◆ Your task:
Show each line in the entries below that contains the word "dragon".
[start]
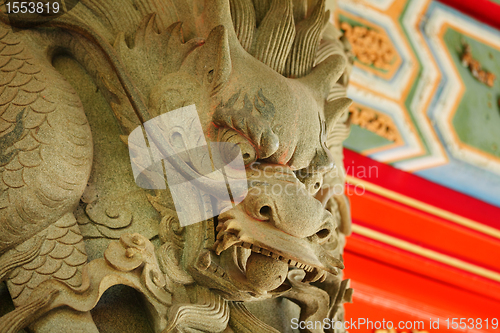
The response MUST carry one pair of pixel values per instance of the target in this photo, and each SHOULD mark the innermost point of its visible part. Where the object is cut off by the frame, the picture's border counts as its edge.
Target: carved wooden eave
(86, 92)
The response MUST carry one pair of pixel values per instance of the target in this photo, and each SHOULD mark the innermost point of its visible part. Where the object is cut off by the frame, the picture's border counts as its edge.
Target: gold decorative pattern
(370, 46)
(375, 122)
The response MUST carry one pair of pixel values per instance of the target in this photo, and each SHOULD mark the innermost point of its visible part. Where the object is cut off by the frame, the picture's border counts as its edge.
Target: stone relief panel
(187, 151)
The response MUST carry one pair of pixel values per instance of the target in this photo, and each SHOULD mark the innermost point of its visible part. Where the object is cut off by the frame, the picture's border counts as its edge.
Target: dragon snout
(301, 215)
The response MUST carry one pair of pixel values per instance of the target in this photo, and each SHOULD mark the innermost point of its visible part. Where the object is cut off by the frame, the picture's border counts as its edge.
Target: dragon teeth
(246, 245)
(265, 252)
(268, 253)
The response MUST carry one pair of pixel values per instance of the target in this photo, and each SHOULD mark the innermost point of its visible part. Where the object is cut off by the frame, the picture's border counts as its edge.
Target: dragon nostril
(265, 211)
(323, 234)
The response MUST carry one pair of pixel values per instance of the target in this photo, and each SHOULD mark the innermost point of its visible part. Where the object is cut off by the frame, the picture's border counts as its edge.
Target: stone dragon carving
(268, 76)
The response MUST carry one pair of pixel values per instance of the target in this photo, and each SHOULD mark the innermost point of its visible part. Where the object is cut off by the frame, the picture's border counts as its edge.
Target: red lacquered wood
(417, 296)
(424, 229)
(420, 266)
(483, 10)
(420, 189)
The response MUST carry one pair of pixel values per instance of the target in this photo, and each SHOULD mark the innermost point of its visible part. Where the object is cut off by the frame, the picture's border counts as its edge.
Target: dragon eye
(247, 150)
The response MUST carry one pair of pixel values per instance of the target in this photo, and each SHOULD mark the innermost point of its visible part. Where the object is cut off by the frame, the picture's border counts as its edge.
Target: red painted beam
(418, 188)
(421, 228)
(384, 292)
(482, 10)
(388, 256)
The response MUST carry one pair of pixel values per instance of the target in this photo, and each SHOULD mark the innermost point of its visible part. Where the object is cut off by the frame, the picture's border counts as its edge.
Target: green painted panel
(477, 119)
(362, 139)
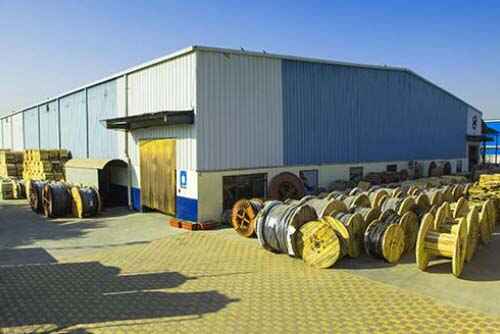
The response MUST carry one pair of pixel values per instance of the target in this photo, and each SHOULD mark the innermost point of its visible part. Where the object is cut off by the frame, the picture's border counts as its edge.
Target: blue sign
(183, 179)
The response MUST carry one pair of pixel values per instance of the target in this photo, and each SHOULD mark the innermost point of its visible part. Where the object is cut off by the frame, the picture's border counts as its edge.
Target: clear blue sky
(48, 47)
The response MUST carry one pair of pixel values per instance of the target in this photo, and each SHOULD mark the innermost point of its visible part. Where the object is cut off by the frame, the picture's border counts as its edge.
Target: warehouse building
(202, 126)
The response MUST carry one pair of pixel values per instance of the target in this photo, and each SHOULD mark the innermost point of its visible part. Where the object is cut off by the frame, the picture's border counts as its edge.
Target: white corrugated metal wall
(49, 126)
(168, 86)
(31, 137)
(7, 132)
(103, 104)
(17, 132)
(239, 111)
(74, 124)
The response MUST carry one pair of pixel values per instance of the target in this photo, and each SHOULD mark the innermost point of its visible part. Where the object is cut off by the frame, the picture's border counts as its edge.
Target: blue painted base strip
(135, 195)
(186, 208)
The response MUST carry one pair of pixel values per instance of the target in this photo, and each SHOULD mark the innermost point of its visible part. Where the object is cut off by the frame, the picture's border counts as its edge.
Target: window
(459, 166)
(310, 179)
(392, 168)
(243, 186)
(355, 174)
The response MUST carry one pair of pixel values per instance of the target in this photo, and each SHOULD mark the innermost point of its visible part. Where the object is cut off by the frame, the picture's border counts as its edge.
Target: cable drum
(57, 200)
(35, 195)
(243, 216)
(399, 205)
(357, 200)
(356, 226)
(86, 202)
(327, 207)
(368, 214)
(384, 238)
(278, 224)
(338, 195)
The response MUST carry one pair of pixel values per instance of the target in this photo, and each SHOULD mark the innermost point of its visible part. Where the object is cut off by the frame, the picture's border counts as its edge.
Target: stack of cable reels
(433, 243)
(243, 216)
(355, 225)
(278, 225)
(327, 207)
(399, 205)
(444, 222)
(86, 201)
(376, 197)
(57, 200)
(35, 191)
(385, 238)
(359, 200)
(435, 196)
(318, 245)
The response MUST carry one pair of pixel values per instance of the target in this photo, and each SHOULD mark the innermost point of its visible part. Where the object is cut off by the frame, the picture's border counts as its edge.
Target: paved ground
(217, 282)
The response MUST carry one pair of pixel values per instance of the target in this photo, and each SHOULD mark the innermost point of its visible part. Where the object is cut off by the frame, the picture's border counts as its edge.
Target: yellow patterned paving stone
(208, 283)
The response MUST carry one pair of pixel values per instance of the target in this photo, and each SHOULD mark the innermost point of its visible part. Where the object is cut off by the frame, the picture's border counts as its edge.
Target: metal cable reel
(278, 225)
(86, 201)
(286, 185)
(57, 200)
(243, 216)
(361, 200)
(327, 207)
(399, 205)
(385, 238)
(35, 195)
(433, 243)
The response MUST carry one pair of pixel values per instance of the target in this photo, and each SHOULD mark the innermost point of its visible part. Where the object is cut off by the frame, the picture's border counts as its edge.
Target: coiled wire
(374, 234)
(391, 203)
(36, 195)
(59, 200)
(90, 201)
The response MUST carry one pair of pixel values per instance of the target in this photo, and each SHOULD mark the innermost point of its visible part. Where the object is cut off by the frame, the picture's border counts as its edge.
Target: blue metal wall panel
(74, 124)
(340, 114)
(49, 126)
(186, 208)
(102, 104)
(31, 130)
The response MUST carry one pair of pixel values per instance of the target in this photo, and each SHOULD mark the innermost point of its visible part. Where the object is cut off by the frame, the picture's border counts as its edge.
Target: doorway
(158, 174)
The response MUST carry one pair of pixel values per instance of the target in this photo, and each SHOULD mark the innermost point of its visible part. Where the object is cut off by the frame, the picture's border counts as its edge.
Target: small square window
(355, 174)
(459, 166)
(392, 168)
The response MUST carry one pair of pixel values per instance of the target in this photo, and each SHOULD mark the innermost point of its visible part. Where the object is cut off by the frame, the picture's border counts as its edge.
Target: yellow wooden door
(158, 185)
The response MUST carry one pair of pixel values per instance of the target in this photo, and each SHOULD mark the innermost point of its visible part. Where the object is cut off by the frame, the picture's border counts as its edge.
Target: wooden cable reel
(338, 195)
(400, 205)
(327, 207)
(435, 197)
(86, 202)
(376, 197)
(384, 238)
(432, 243)
(359, 200)
(317, 244)
(355, 224)
(444, 222)
(368, 214)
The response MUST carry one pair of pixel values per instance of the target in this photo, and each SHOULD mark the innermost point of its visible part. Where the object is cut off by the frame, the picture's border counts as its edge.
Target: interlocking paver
(208, 282)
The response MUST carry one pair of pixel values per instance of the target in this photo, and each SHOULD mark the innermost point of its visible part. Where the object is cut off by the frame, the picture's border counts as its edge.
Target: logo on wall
(183, 178)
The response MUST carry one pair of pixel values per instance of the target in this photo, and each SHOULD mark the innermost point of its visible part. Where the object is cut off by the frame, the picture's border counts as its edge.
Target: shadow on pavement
(70, 294)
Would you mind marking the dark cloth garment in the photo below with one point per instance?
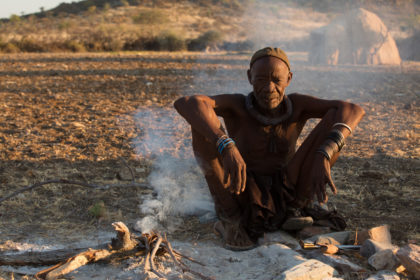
[end]
◆ Correct response:
Target: dragon snout
Target: dragon teeth
Target: dragon nostril
Target: stone dragon carving
Target: dragon eye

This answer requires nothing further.